Start THE INPUT
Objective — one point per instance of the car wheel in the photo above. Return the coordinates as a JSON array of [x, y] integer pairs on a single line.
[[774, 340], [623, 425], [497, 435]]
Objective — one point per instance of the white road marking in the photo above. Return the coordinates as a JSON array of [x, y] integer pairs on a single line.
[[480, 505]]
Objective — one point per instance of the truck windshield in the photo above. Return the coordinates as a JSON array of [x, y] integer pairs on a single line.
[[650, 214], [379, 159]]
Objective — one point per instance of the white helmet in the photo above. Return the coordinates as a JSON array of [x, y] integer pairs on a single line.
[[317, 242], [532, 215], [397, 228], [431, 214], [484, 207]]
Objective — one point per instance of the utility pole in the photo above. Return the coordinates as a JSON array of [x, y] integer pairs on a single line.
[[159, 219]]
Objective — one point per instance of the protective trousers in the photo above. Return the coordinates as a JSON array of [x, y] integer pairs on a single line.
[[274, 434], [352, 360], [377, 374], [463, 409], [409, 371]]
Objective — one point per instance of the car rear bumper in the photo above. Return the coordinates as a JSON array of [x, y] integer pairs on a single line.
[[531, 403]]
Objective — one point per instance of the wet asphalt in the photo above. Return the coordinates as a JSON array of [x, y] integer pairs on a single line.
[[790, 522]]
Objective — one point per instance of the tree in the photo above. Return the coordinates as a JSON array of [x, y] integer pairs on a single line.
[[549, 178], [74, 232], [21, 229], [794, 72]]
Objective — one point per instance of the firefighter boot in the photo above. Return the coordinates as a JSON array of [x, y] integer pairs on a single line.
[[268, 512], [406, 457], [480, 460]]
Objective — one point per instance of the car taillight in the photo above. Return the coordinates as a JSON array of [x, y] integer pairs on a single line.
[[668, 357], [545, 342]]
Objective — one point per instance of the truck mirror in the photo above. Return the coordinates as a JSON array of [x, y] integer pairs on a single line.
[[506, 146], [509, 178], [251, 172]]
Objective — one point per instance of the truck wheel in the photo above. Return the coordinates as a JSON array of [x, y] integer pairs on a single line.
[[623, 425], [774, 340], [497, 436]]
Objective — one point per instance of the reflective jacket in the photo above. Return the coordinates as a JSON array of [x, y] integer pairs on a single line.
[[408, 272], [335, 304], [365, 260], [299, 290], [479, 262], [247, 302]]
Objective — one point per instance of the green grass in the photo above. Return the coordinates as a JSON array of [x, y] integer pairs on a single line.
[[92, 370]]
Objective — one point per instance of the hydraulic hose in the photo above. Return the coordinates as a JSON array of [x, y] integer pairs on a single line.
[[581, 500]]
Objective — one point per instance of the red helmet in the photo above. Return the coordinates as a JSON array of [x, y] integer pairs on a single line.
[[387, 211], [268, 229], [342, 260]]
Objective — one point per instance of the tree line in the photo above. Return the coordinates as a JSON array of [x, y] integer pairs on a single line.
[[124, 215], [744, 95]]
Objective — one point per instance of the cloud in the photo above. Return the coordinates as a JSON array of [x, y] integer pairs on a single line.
End THE INPUT
Start THE INPUT
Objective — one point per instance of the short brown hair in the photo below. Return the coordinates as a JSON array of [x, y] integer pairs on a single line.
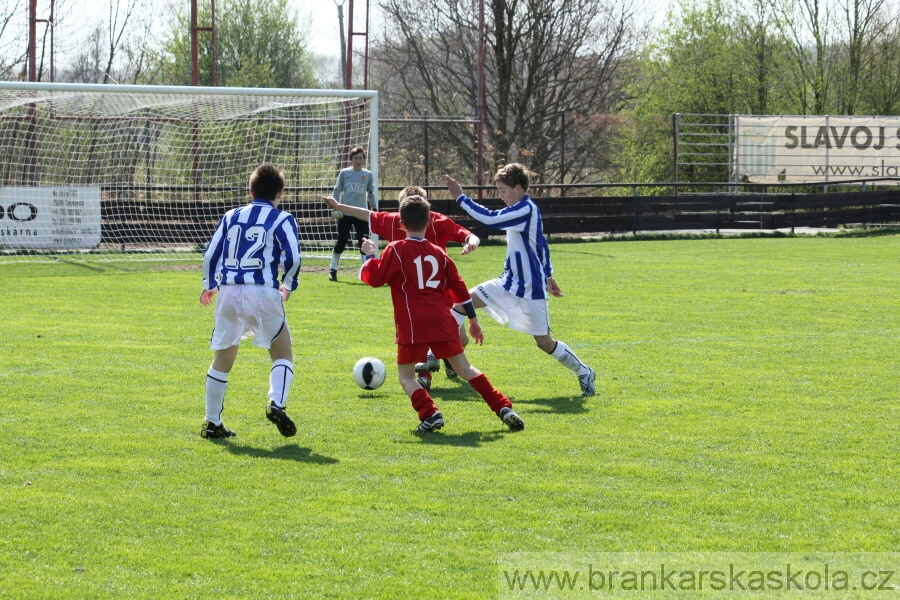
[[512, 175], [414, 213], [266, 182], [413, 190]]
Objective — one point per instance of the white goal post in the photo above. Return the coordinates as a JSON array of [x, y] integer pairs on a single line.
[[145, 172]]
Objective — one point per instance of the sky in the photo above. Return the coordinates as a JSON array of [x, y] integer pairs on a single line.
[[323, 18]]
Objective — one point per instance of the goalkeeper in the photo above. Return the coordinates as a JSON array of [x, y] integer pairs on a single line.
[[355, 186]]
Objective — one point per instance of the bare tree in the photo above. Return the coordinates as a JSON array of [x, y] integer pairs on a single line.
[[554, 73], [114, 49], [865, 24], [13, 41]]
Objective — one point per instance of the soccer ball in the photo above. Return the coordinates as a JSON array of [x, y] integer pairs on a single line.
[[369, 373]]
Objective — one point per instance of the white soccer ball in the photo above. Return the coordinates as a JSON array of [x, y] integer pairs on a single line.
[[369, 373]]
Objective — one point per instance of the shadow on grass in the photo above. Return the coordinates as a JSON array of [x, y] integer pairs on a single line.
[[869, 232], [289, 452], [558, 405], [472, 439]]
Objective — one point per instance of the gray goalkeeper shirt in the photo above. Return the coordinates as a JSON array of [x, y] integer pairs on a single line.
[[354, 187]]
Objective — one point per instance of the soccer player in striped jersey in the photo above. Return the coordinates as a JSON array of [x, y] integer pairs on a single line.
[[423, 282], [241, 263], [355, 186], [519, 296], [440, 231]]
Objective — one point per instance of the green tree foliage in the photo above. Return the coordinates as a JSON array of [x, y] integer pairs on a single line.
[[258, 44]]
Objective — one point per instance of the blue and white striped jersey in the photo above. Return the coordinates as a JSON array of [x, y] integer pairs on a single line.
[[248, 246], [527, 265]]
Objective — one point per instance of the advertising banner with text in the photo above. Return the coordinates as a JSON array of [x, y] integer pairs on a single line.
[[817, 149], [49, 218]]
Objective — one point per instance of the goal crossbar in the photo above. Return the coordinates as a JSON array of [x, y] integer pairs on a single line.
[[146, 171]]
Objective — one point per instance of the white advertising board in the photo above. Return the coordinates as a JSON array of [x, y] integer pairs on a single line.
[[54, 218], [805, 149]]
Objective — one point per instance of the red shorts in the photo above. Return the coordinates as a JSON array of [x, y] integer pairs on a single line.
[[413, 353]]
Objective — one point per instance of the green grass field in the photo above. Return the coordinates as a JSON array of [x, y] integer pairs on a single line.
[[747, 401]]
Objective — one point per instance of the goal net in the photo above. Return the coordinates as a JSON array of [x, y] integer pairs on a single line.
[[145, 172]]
End THE INPUT
# [SHORT EXERCISE]
Could you copy, character for character, the part of the data above that opens with the line containing "Objective — one point per instance of the car wheel" and closes with the line containing "[[317, 242], [532, 215], [397, 228], [431, 214], [484, 207]]", including both of those lines?

# [REPLY]
Objective — one point per instance of the car wheel in the photo above. Return the coordinates as a JSON array of [x, y] integer pairs on a single line.
[[774, 340], [623, 425], [497, 435]]
Objective — one point per instance of the white road marking in the photo above. Return the coordinates as a JSON array of [x, y] integer pairs on a single line.
[[480, 505]]
Objective — one point per instance of the truck windshield in the photo above. Return the coordinates as a JSON array of [x, y] integer pairs on a single line.
[[650, 214], [379, 159]]
Objective — one point per instance of the white helmet in the photo above. Return the coordinates as a JSON array of [x, y] integer pairs on a single line.
[[317, 242], [532, 215], [397, 228], [431, 214], [484, 207]]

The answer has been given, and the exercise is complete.